# DOCUMENT PASSAGE:
[START]

UNITED STATES

SECURITIES AND EXCHANGE COMMISSION

Washington, D.C. 20549

 

 

FORM 8-K

 

CURRENT REPORT

 

Pursuant to Section 13 or 15(d) of the Securities Exchange Act of 1934

 

Date of Report (Date of earliest event reported): December 16, 2015

 

MICROPHASE CORPORATION

(Exact name of registrant as specified in its charter)

 

Connecticut   000-55382   06-0710848
(State or other jurisdiction 
of incorporation)
  (Commission 
File No.)
  (IRS Employer 
Identification No.)

 

 

100 Trap Falls Road Extension, Suite 400, Shelton, CT

  06484
(Address of principal executive offices)   (Zip Code)

 

(203) 866-8000
Registrant’s telephone number, including area code

 

 

Check the appropriate box below if the Form 8-K filing is intended to simultaneously satisfy the filing obligation of the registrant under any of the following provisions (see General Instruction A.2. below):

 

o Written communications pursuant to Rule 425 under the Securities Act (17 CFR 230.425)

o Soliciting material pursuant to Rule 14a-12 under the Exchange Act (17 CFR 240.14a-12)

o Pre-commencement communications pursuant to Rule 14d-2(b) under the Exchange Act (17 CFR 240.14d-2(b))

o Pre-commencement communications pursuant to Rule 13e-4(c) under the Exchange Act (17 CFR 240.13e-4(c))

 

 

 

 

Item 3.02. Unregistered Sales of Equity Securities and Use of Proceeds.

 

On December 16, 2015, Microphase Corporation (the “Company”) received a request to issue 770,733 shares of the Company’s common stock pursuant to the conversion of 11,561 shares of the Company’s Series A Convertible Preferred Stock (the “Preferred Stock”) held by a private investor. The issuance did not result in any proceeds to the Company as the conversion to common shares effectively cancelled 11,561 shares of Preferred Stock previously acquired by the holder.

 

As of October 1, 2015, the Company had 4,775,306 shares of common stock and 26,943 shares of Preferred Stock issued and outstanding.

[END]

# LISTED ENTRIES:
[START]

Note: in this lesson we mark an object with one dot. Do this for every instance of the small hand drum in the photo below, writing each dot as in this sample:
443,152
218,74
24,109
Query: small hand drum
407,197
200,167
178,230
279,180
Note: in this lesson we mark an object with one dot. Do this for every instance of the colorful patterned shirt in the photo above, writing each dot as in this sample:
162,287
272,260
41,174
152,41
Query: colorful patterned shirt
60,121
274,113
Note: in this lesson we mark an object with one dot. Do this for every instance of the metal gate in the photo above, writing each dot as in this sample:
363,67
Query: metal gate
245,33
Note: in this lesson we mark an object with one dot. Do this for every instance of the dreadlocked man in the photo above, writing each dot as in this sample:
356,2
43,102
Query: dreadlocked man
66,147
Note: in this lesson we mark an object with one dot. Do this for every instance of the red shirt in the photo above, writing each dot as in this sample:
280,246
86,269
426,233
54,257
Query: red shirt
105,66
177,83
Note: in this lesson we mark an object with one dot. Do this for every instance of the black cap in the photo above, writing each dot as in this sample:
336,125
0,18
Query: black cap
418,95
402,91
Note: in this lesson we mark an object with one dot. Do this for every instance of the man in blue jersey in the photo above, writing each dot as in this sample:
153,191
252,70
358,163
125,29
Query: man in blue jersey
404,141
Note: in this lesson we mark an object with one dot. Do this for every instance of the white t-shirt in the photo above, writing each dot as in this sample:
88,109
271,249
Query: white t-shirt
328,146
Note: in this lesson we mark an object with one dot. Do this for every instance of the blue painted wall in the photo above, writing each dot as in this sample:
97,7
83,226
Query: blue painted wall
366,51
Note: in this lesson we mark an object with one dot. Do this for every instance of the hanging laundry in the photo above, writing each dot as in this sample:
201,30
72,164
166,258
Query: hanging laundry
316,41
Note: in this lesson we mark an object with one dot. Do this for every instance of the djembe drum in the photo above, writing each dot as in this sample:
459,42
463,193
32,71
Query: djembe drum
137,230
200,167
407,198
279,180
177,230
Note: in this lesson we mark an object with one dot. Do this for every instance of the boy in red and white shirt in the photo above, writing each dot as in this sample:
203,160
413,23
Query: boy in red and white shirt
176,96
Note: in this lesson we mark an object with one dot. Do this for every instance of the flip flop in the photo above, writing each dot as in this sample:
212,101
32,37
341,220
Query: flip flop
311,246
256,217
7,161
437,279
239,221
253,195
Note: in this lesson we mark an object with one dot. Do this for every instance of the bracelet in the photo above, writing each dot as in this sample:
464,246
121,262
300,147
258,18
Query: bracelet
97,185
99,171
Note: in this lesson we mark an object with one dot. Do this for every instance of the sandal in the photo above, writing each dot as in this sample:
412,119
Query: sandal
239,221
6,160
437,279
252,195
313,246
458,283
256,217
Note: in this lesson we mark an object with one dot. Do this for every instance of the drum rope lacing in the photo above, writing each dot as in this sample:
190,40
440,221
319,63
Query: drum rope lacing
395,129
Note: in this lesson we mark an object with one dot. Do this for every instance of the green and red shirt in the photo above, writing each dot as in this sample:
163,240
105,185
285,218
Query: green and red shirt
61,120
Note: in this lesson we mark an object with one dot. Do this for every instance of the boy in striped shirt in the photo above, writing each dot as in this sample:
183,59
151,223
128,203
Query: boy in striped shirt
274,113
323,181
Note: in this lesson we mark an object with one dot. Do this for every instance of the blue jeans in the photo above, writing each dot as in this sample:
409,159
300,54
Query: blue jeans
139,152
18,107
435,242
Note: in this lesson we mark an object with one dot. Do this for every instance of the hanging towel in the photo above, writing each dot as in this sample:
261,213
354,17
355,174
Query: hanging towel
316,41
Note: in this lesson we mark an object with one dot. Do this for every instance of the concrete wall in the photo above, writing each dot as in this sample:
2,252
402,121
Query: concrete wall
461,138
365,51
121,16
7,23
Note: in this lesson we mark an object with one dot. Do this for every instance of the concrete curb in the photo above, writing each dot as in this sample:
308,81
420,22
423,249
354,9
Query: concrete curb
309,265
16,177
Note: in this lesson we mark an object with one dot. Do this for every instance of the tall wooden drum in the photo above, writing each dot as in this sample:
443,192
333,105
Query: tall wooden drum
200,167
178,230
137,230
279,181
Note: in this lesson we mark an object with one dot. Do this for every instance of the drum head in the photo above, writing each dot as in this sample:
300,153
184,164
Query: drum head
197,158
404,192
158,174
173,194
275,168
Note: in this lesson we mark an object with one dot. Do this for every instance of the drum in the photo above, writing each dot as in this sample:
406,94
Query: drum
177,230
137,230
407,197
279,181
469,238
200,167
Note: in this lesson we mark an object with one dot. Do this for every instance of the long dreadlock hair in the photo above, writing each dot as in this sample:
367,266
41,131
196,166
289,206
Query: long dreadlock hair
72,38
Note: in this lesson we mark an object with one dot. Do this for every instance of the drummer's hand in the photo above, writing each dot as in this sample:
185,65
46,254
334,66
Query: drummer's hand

[END]

# TASKS TO COMPLETE:
(1) List every rule named in the checkbox options of the Microphase Corporation Form 8-K filing, with its CFR citation.
(2) Write the next part of the Microphase Corporation Form 8-K filing, picking up after its final sentence.

# ANSWERS IN ORDER:
(1)
- Rule 425 under the Securities Act (17 CFR 230.425)
- Rule 14a-12 under the Exchange Act (17 CFR 240.14a-12)
- Rule 14d-2(b) under the Exchange Act (17 CFR 240.14d-2(b))
- Rule 13e-4(c) under the Exchange Act (17 CFR 240.13e-4(c))

(2)
Including the conversion of shares of Preferred Stock and 150,000 shares of common stock that the Company is obligated to issue to two consultants pursuant to consulting agreements and to two Officers and Directors for services, in the amounts of 80,000 and 70,000, respectively, as of December 23, 2015 there are 5,696,039 shares of common stock and 15,382 shares of preferred stock issued and outstanding, respectively.

 

In the aggregate, the issuance of shares pursuant to the foregoing transactions results in the Company’s total outstanding common shares exceeding the amount of common shares outstanding as of September 30, 2015 by more than 5%.

 

The above issuances were made in reliance on an exemption from registration set forth in Section 4(a)(2) of the Securities Act of 1933, as amended, and/or Regulation D promulgated thereunder.

 

Item 5.02 Departure of Directors or Certain Officers; Election of Directors; Appointment of Certain Officers; Compensatory Arrangements of Certain Officers.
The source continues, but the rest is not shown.